IV. Appréciation de la domination de l'Église.

L'Église est en dehors de l'État par les immunités, elle domine l'État par l'impôt et la juridiction. Quelle est la raison de cette position privilégiée? A entendre les défenseurs de l'Église, tout s'explique par la charité. Les libéralités et les dimes qui font du clergé le plus riche propriétaire du moyen-âge, sont des aumônes destinées à nourrir les pauvres. Les exemptions des clercs et la juridiction ecclésiastique ont encore leur principe dans la charité chrétienne : « C'est moins une autorité impérieuse, dit Thomassin, qu'un exercice de sollicitude pastorale. » Charité chrétienne, liberté chrétienne, droit divin, tous ces grands mots cachent la même pensée, l'esprit de domination du catholicisme. Considérée en ellemême, la puissance temporelle du clergé est contraire à l'essence de la religion. Même en se plaçant au point de vue de la doctrine chrétienne, l'Église n'est qu'une institution purement spirituelle. Écoutons un des meilleurs et des plus pieux historiens du christianisme « Jésus-Christ dit à ses disciples: Toute puissance m'a été donnée au ciel et sur la terre. Allez, instruisez toutes les nations et les baptisez. Quelle est donc, dit Fleury, la mission de l'Église? Elle se réduit à l'administration des sacrements et à l'instruction, c'est-à-dire aux mystères et aux règles des mœurs. Jésus-Christ n'a pas exercé d'autre pouvoir; il n'a voulu prendre aucune part au gouvernement des choses temporelles, jusqu'à refuser d'être arbitre entre deux frères pour le partage d'une succession, disant: Qui m'a établi pour vous juger? Il est vrai qu'il est roi, mais son royaume n'est pas de ce monde. »

_EXTRAIT DE DONNÉES_.
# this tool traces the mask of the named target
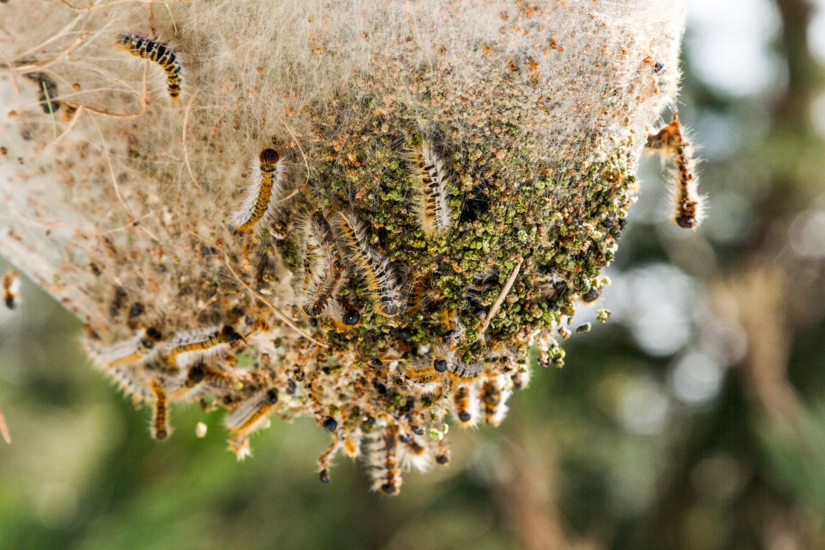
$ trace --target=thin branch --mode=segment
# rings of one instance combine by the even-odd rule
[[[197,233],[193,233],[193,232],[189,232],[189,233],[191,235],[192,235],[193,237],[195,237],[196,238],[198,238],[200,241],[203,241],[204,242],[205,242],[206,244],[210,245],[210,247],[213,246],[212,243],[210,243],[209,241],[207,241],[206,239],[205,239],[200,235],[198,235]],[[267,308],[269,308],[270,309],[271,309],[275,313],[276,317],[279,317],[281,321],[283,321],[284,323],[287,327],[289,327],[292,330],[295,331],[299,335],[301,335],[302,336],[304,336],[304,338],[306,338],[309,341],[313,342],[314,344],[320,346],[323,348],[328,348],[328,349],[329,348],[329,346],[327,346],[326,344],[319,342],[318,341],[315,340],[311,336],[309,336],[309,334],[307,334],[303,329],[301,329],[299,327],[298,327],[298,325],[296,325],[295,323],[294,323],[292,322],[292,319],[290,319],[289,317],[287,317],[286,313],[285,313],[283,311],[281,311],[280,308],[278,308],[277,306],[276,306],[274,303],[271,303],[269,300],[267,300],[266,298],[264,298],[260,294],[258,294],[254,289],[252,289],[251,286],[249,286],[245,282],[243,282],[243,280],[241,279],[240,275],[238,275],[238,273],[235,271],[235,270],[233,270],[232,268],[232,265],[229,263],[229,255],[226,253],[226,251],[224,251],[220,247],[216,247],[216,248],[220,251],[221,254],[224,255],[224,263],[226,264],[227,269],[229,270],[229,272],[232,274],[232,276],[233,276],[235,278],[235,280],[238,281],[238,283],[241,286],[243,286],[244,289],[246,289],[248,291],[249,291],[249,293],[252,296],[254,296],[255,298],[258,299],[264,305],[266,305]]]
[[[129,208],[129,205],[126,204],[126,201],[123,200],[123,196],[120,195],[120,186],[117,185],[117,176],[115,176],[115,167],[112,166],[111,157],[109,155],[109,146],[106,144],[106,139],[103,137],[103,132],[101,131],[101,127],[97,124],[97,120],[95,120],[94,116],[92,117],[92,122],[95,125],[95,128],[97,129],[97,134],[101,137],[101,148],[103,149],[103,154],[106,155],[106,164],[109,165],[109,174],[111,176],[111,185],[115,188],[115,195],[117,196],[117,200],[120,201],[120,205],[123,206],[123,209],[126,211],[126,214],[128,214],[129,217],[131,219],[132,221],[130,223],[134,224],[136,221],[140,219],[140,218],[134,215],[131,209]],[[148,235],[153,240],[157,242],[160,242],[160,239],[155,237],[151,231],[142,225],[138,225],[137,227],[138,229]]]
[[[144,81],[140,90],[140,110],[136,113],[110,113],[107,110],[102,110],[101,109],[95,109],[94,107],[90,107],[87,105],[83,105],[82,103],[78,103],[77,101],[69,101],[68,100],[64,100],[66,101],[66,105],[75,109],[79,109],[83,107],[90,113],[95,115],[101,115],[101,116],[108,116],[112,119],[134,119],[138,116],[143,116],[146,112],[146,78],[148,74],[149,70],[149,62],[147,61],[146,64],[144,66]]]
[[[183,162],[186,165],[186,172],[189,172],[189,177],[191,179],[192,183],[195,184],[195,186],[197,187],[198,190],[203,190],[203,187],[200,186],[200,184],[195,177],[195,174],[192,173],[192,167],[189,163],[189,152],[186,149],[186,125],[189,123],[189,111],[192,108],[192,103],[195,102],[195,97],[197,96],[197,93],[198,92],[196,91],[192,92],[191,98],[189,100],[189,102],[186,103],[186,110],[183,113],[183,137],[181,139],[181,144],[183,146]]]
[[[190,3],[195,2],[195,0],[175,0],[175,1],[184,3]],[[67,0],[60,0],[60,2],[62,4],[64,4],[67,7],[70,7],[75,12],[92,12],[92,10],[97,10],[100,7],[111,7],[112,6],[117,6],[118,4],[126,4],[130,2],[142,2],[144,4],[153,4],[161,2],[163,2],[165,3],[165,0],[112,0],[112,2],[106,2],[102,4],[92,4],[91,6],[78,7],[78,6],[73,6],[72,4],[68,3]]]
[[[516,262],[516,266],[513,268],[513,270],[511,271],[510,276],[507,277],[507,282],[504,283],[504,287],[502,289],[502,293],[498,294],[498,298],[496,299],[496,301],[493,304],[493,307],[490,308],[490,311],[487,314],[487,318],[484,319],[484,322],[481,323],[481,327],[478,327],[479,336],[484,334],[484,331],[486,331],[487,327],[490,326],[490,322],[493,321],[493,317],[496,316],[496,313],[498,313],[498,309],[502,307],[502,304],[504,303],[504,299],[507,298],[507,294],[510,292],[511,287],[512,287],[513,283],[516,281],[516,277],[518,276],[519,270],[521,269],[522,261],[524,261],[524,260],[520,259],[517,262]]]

==

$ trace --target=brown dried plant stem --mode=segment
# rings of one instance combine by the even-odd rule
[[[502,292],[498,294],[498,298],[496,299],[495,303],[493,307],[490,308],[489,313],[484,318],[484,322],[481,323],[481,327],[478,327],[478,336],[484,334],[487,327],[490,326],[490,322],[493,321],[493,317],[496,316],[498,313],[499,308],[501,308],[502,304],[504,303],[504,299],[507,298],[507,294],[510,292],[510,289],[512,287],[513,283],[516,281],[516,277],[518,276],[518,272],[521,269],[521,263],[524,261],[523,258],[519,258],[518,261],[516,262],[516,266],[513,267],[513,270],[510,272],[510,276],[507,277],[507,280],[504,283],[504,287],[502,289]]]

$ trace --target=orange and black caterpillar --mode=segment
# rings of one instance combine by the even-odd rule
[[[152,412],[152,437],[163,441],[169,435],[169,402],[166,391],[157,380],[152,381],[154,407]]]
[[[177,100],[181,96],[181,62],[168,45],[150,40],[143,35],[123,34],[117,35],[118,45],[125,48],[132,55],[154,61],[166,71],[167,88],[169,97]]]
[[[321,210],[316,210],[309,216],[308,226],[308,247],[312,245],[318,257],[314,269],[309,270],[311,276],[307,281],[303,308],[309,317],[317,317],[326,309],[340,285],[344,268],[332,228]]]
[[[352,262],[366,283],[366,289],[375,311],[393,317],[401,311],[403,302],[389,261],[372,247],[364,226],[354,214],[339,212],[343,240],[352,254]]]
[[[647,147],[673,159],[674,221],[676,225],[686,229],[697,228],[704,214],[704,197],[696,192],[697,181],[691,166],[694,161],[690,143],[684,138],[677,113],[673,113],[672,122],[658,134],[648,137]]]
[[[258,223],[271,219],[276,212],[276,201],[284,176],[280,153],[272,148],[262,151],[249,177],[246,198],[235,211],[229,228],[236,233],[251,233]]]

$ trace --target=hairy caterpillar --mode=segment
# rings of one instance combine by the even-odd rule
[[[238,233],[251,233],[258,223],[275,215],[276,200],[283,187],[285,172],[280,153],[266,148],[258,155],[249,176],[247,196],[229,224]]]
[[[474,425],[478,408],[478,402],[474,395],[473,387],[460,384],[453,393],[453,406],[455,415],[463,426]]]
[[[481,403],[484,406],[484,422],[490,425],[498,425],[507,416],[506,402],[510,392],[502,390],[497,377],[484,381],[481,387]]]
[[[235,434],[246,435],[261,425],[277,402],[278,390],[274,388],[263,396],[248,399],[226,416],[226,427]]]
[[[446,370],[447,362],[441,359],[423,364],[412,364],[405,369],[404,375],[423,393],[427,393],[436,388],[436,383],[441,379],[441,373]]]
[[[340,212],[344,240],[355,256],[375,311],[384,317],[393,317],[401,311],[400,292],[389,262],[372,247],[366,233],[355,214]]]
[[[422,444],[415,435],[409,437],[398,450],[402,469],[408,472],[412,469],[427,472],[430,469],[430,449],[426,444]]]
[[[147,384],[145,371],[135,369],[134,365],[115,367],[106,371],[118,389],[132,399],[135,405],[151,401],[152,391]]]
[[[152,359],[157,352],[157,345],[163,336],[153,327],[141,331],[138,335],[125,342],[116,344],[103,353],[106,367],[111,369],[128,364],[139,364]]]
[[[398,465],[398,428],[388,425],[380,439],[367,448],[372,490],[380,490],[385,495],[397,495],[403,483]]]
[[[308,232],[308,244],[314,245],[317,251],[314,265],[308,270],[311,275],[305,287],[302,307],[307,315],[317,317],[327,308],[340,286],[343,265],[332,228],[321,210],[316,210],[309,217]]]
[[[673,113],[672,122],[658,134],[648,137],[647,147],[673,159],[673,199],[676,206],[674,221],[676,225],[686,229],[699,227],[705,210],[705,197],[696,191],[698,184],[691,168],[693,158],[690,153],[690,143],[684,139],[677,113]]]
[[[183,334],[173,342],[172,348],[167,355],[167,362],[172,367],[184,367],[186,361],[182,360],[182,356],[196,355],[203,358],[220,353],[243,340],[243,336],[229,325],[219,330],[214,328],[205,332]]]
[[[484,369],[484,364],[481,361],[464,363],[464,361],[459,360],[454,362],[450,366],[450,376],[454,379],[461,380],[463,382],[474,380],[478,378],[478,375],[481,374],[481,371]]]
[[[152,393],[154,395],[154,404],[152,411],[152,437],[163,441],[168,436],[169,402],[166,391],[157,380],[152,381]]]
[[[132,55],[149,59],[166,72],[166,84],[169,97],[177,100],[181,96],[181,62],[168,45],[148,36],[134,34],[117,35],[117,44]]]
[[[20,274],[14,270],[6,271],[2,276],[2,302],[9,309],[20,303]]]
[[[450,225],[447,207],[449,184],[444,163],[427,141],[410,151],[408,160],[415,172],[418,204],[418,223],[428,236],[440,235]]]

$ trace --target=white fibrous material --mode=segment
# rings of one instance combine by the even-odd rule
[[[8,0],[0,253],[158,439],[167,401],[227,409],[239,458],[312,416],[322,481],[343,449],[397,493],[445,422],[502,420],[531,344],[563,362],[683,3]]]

_CONSIGNE_. Reprenez le texte sur la domination de l'Église à la suite de sa dernière phrase et poursuivez-en la rédaction. Les données ne jouent aucun rôle dans ce travail.

_RÉPONSE_.
Déjà au moyen-âge, l'incompatibilité du pouvoir spirituel de l'Église et de sa juridiction temporelle a été reconnue par de grands esprits. Saint Bernard exalte la papauté dans des termes magnifiques, tandis qu'il n'a qu'une médiocre estime pour la royauté;

mais le sentiment chrétien l'emporte sur les préjugés du prêtre. S'adressant aux vicaires du Christ, il s'écrie: « Laissez les soins infimes de la juridiction aux juges, aux princes et aux rois. Ce n'est pas que vous ne soyez digne de remplir ce ministère, mais le ministère est indigne de vous. Vous qui jugerez les anges du ciel, n'avez-vous pas honte de juger les misérables intérêts de ce monde?»> Le pouvoir temporel de l'Église effrayait saint Bernard; il vit que son ambition croissante l'égarait; il craignit que pour avoir voulu l'un et l'autre glaive, elle ne finit par les perdre tous les deux. Au treizième siècle, un des esprits les plus fermes de la scolastique, Henri de Gand, laissa percer les mêmes craintes.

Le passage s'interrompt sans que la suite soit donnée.